→ **Prompt A**
Update the Go pointers article from "If a method" to "current underlying value.", putting "pointer-receiver method" in place of "pointer method".
→ **Prompt B**
In the Go pointers article, what kind of number can the uintptr type store?
── Excerpted passage
15 Limited Operations on Pointers

15 Limited Operations on Pointers #

In previous articles, we have mentioned “pointers” many times, and you should be familiar with them by now. However, most of the time we were referring to pointer types and their corresponding pointer values. Today, we will discuss more in-depth content.

Let’s start with a quick review.

type Dog struct {
    name string
}

func (dog *Dog) SetName(name string) {
    dog.name = name
}

For the base type Dog, *Dog is its pointer type. And for a variable dog of type Dog with a non-nil value, the result of the address expression &dog is the pointer value of that variable (i.e., the underlying value).

If a method has a receiver of type *Dog, then that method is a pointer method of the base type Dog.

In this case, the receiver of this method is actually the pointer value of the current underlying value.

We can seamlessly access any field included in the underlying value through the pointer value and call any associated methods. This is probably the most frequently used “pointer” in writing Go programs.

Traditionally, a pointer is a value that points to a specific memory address. This memory address can be the starting address of any data or code, such as a variable, a field, or a function.

We just mentioned one of these cases, but in Go, there are a few other things that can represent “pointers”. The one closest to the traditional sense is the uintptr type. This type is actually a numeric type and is one of the built-in data types in Go.

Depending on the underlying computer’s architecture, it can store a 32-bit or 64-bit unsigned integer, which represents the bit pattern of any pointer, i.e., the raw memory address.

Next, let’s look at the unsafe package in the Go standard library. The unsafe package has a type called Pointer, which also represents a “pointer”.

unsafe.Pointer can represent any pointer to an addressable value, and it serves as a bridge between the pointer value and the uintptr value mentioned earlier. In other words, through it, we can perform bidirectional conversion between these two values. There is a crucial word here - addressable. Before we continue with unsafe.Pointer, we need to understand the exact meaning of this word.

Today’s question is: Can you list which values in Go are not addressable?

A typical answer to this question is: The values in the following list are not addressable.

Values of constants.
Literal values of basic types.
Result values of arithmetic operations.
────
── Information provided
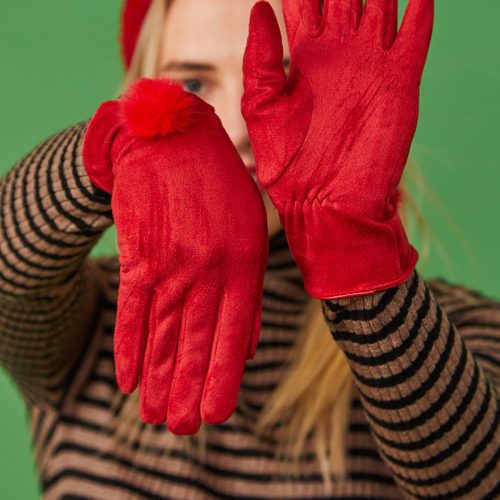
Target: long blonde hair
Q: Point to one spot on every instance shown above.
(313, 399)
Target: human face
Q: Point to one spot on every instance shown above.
(202, 47)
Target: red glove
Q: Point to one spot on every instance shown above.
(332, 140)
(192, 234)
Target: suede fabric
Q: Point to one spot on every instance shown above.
(331, 140)
(192, 234)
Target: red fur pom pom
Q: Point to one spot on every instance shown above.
(156, 108)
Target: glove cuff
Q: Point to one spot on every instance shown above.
(344, 255)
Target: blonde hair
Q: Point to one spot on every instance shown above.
(313, 399)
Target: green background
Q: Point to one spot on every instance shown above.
(60, 60)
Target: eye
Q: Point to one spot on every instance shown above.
(192, 85)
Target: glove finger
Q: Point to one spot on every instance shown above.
(414, 36)
(254, 339)
(230, 347)
(165, 326)
(259, 293)
(381, 17)
(193, 357)
(311, 14)
(293, 18)
(263, 74)
(131, 332)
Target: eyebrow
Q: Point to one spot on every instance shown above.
(197, 66)
(187, 66)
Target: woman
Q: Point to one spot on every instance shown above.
(422, 417)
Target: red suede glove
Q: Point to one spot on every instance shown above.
(192, 233)
(332, 140)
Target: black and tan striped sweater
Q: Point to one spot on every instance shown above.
(425, 358)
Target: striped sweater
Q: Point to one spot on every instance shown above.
(425, 357)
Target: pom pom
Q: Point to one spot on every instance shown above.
(156, 108)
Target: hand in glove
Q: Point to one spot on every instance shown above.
(192, 234)
(331, 140)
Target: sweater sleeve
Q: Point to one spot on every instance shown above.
(51, 217)
(428, 383)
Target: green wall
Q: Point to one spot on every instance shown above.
(60, 60)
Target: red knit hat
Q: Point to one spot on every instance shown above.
(132, 16)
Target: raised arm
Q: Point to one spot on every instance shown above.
(430, 392)
(51, 217)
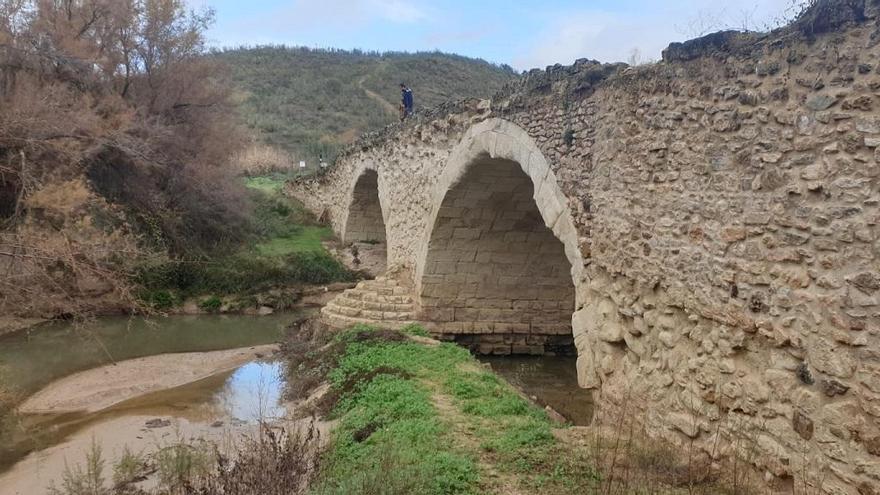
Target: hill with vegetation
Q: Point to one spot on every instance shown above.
(313, 101)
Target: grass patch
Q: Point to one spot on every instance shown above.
(306, 239)
(270, 184)
(285, 249)
(391, 438)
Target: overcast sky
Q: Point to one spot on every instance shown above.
(524, 34)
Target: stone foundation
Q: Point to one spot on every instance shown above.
(514, 344)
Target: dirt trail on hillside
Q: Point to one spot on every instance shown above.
(100, 388)
(389, 108)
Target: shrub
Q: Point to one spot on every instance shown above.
(211, 304)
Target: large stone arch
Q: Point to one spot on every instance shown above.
(499, 266)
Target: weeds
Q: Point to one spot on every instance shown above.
(84, 480)
(211, 304)
(179, 463)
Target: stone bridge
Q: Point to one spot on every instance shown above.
(702, 232)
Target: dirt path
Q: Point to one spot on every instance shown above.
(389, 108)
(100, 388)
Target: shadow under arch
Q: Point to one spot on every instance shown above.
(499, 267)
(365, 224)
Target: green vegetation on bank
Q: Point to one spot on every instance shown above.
(284, 248)
(429, 419)
(311, 101)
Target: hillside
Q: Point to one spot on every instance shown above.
(309, 101)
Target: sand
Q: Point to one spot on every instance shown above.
(100, 388)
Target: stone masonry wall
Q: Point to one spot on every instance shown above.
(719, 214)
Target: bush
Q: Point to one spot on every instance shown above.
(160, 299)
(239, 274)
(212, 304)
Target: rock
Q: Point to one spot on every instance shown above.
(157, 423)
(555, 416)
(832, 387)
(669, 339)
(866, 281)
(687, 424)
(802, 424)
(821, 102)
(872, 445)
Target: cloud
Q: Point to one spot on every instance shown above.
(397, 10)
(611, 36)
(333, 15)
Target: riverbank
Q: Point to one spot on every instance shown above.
(100, 388)
(418, 416)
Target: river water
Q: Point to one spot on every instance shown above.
(549, 381)
(220, 406)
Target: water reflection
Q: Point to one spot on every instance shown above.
(30, 360)
(552, 380)
(253, 393)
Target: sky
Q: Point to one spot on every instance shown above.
(523, 34)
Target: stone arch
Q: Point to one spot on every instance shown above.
(364, 228)
(365, 221)
(500, 267)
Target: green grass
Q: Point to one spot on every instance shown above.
(267, 184)
(307, 239)
(285, 249)
(390, 438)
(385, 385)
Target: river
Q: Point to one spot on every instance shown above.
(61, 361)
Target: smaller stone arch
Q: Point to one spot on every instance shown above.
(364, 229)
(365, 221)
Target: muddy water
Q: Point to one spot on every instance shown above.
(550, 381)
(31, 360)
(219, 409)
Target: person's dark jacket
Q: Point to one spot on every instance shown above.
(407, 98)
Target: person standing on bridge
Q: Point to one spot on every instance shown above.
(406, 103)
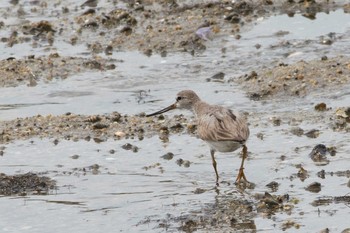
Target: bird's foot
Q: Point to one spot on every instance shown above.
(242, 181)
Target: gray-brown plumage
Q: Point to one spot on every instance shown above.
(223, 129)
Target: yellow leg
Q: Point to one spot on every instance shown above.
(214, 165)
(241, 174)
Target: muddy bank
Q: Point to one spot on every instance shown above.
(150, 27)
(298, 80)
(25, 184)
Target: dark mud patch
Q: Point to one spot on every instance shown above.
(25, 184)
(229, 212)
(29, 71)
(297, 80)
(95, 127)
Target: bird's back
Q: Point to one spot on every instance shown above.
(216, 123)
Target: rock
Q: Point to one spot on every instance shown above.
(314, 187)
(314, 133)
(168, 156)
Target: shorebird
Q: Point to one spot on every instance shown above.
(223, 129)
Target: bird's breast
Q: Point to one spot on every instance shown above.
(224, 146)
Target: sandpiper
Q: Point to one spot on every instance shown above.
(223, 129)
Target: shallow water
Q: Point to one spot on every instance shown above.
(126, 197)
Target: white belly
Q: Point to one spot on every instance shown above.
(224, 146)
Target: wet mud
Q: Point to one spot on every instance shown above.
(90, 163)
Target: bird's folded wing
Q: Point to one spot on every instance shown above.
(222, 125)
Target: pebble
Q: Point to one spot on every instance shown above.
(314, 187)
(168, 156)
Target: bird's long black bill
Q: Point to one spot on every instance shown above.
(171, 107)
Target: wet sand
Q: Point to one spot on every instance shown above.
(166, 28)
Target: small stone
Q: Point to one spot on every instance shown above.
(273, 186)
(75, 156)
(297, 131)
(100, 126)
(314, 187)
(321, 107)
(119, 134)
(314, 133)
(168, 156)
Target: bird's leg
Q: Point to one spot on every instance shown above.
(214, 165)
(241, 174)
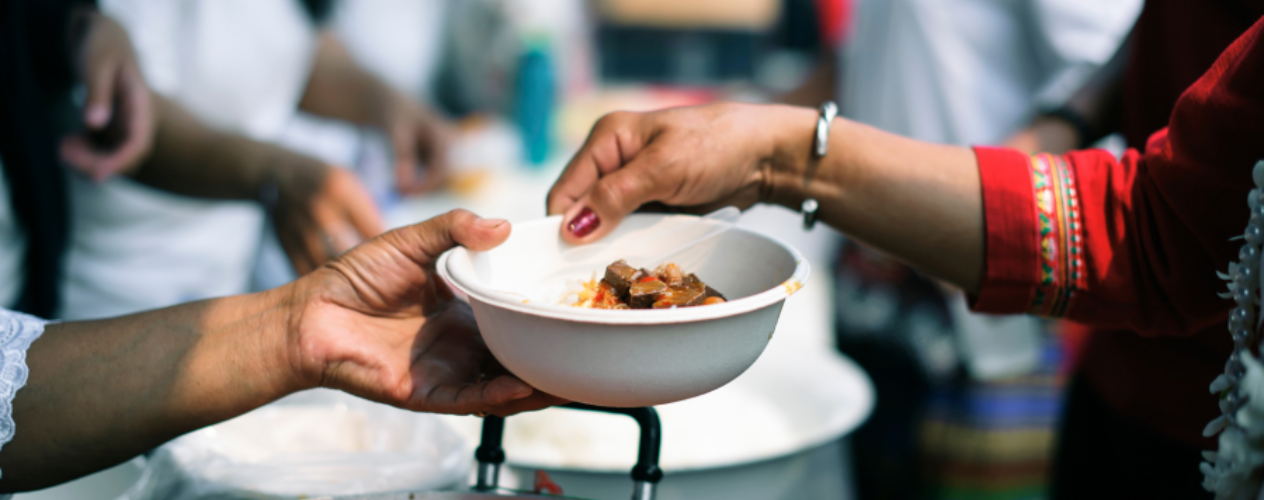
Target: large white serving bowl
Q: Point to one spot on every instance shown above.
(626, 357)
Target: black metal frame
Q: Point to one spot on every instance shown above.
(645, 475)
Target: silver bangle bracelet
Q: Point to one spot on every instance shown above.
(828, 111)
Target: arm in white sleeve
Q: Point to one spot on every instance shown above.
(17, 332)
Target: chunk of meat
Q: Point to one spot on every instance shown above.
(683, 296)
(644, 294)
(621, 277)
(606, 297)
(670, 274)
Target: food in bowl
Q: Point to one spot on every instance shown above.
(635, 357)
(625, 287)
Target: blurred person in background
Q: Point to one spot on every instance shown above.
(1136, 404)
(967, 400)
(1131, 243)
(243, 68)
(46, 48)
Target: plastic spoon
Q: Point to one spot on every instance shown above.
(727, 219)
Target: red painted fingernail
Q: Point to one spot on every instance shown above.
(584, 222)
(491, 222)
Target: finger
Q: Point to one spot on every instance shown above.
(474, 398)
(613, 197)
(134, 107)
(77, 152)
(609, 144)
(425, 241)
(99, 105)
(535, 402)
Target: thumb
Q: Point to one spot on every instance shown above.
(613, 197)
(425, 241)
(100, 95)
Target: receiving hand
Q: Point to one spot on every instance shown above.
(320, 214)
(692, 158)
(118, 115)
(417, 136)
(379, 323)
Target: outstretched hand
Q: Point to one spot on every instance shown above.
(378, 322)
(692, 159)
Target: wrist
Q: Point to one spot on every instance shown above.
(793, 173)
(285, 351)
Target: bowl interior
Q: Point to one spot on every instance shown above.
(534, 265)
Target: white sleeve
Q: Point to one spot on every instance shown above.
(154, 28)
(17, 332)
(1077, 37)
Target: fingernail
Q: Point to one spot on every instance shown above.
(97, 115)
(584, 222)
(491, 222)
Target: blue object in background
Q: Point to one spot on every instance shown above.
(535, 91)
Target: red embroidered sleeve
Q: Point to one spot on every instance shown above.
(1131, 243)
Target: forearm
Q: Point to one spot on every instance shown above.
(340, 89)
(192, 159)
(103, 392)
(919, 202)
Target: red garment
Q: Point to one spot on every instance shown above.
(1176, 42)
(1135, 243)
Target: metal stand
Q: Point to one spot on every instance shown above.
(645, 475)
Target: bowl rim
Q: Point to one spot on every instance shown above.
(686, 315)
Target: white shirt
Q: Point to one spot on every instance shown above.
(973, 72)
(238, 65)
(13, 248)
(17, 332)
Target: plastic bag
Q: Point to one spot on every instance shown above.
(314, 443)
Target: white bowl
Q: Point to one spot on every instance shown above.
(626, 357)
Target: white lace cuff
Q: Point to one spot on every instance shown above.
(17, 332)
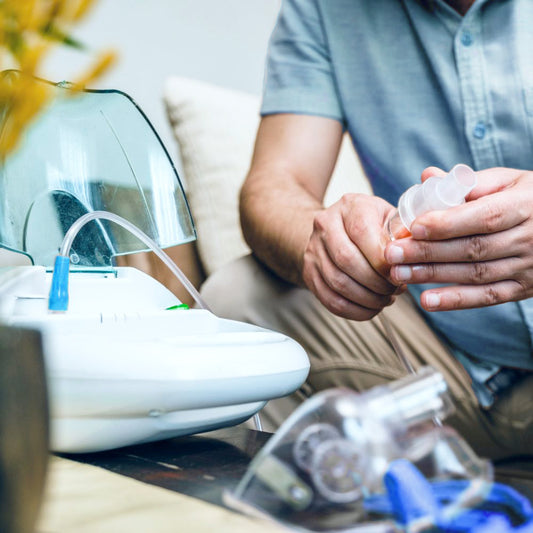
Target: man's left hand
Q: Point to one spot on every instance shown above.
(483, 248)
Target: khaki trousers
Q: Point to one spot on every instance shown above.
(359, 355)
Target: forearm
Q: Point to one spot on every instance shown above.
(277, 219)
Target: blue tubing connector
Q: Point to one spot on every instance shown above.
(58, 299)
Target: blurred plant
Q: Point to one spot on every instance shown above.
(29, 29)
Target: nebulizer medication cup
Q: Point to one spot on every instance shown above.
(434, 194)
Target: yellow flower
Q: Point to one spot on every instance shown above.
(28, 30)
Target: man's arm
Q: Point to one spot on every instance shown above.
(336, 252)
(293, 161)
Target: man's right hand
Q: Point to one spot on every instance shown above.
(344, 264)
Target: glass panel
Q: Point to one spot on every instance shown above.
(90, 151)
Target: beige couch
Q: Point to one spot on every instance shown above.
(215, 130)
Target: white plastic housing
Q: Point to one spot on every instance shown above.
(123, 370)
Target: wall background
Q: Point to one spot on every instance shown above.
(219, 41)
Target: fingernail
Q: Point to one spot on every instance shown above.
(395, 254)
(402, 273)
(418, 231)
(432, 300)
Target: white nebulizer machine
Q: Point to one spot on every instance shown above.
(126, 361)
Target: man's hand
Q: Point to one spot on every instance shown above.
(484, 248)
(344, 264)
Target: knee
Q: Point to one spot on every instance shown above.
(238, 289)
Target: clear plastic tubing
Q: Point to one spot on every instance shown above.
(434, 194)
(134, 230)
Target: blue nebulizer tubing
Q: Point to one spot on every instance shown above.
(58, 299)
(434, 194)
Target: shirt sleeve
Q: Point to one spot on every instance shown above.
(299, 77)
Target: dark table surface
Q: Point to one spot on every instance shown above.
(202, 466)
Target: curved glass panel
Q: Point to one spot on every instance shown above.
(89, 151)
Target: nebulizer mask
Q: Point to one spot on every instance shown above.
(382, 461)
(327, 462)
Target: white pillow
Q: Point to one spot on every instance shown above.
(215, 130)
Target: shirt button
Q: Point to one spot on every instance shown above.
(480, 130)
(466, 38)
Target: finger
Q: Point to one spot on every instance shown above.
(471, 296)
(464, 273)
(338, 304)
(493, 180)
(429, 172)
(352, 290)
(474, 248)
(347, 257)
(488, 214)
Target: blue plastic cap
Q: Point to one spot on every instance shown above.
(58, 299)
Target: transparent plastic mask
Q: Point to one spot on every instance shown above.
(332, 453)
(93, 150)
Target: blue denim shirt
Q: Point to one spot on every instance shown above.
(417, 84)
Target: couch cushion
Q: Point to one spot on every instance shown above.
(215, 130)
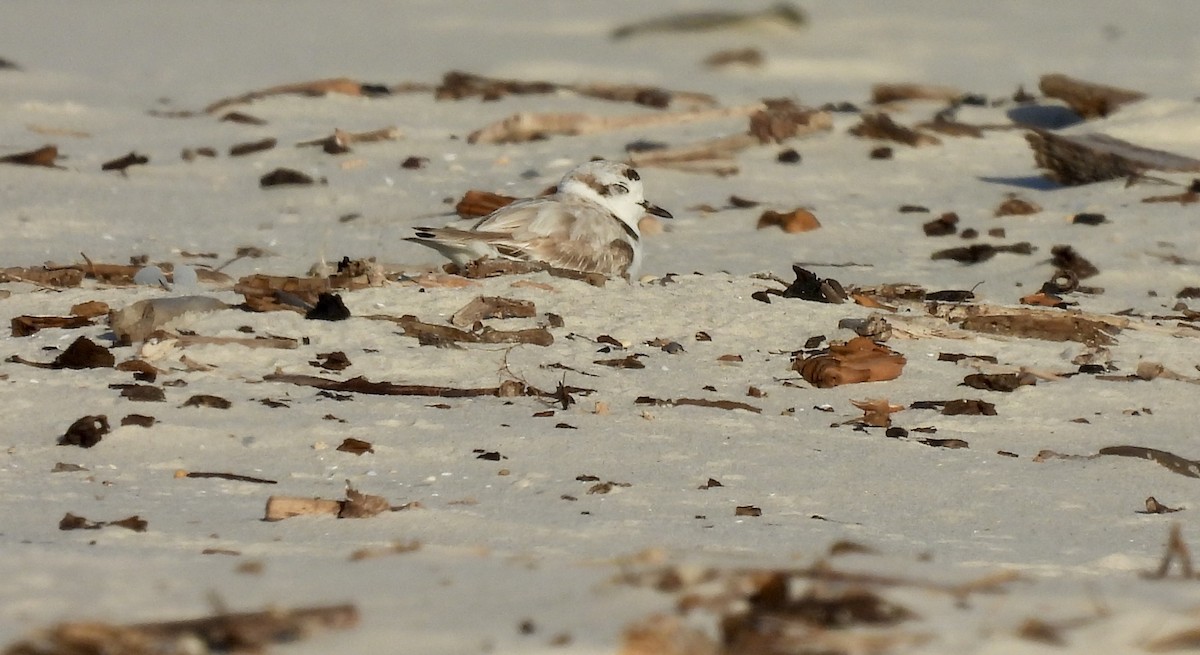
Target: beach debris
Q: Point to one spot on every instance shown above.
────
→ **Task result A**
If a method has a receiver of type *Dog, then that method is a pointer-receiver method of the base type Dog.

In this case, the receiver of this method is actually the pointer value of the current underlying value.

→ **Task result B**
A 32-bit or 64-bit unsigned integer, depending on the underlying computer's architecture.